● **Given instruction**: Copy out the records below, substituting "farthest from its edge" for every occurrence of "farthest from its outline" and leaving everything else unchanged.

(Location annotation dataset excerpts)
•••••

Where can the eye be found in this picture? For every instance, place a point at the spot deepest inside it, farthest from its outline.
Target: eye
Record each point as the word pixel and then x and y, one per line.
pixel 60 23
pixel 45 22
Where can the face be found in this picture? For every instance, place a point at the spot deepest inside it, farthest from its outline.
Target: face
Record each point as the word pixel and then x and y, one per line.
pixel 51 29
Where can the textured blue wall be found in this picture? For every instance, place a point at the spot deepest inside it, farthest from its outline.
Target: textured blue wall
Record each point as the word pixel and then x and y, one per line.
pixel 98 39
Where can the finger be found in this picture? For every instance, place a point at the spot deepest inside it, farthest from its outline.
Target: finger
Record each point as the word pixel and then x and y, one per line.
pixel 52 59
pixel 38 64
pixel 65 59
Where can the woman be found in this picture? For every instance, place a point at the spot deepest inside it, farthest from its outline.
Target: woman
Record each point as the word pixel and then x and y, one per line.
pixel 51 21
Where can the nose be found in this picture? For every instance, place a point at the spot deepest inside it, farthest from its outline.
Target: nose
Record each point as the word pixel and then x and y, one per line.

•••••

● **Result of this exercise**:
Where can the eye be found in this picture? For every instance, place a point at the spot deepest inside it, farthest from its edge.
Target: eye
Record each point as the word pixel and then x and y, one per line.
pixel 60 23
pixel 45 22
Where can the face be found in this picture? For every instance, place a point at the spot deepest inside it, farthest from its edge.
Target: face
Record each point as the word pixel and then x and y, one per line.
pixel 51 29
Where can the textured blue wall be found in this picture? For every instance, place a point at the spot deepest inside it, farthest from its edge.
Target: textured blue wall
Record each point as the word pixel and then x and y, one per line.
pixel 98 39
Where can the finger be found in this picture? For every instance, place a point at the spot deepest inside it, farthest from its edge.
Target: finger
Record each point as the word pixel and then x and y, one per line.
pixel 52 59
pixel 38 64
pixel 65 59
Where can the woman be found in this picture? For every instance, place a point at the spot deepest inside it, farthest from its edge.
Target: woman
Record each point as the word pixel and then x and y, one per line.
pixel 51 21
Where can the nose be found in this picture? For every instance, place a point at the spot deepest inside it, farthest from its edge.
Target: nose
Record each point as the word pixel and then x and y, one per line.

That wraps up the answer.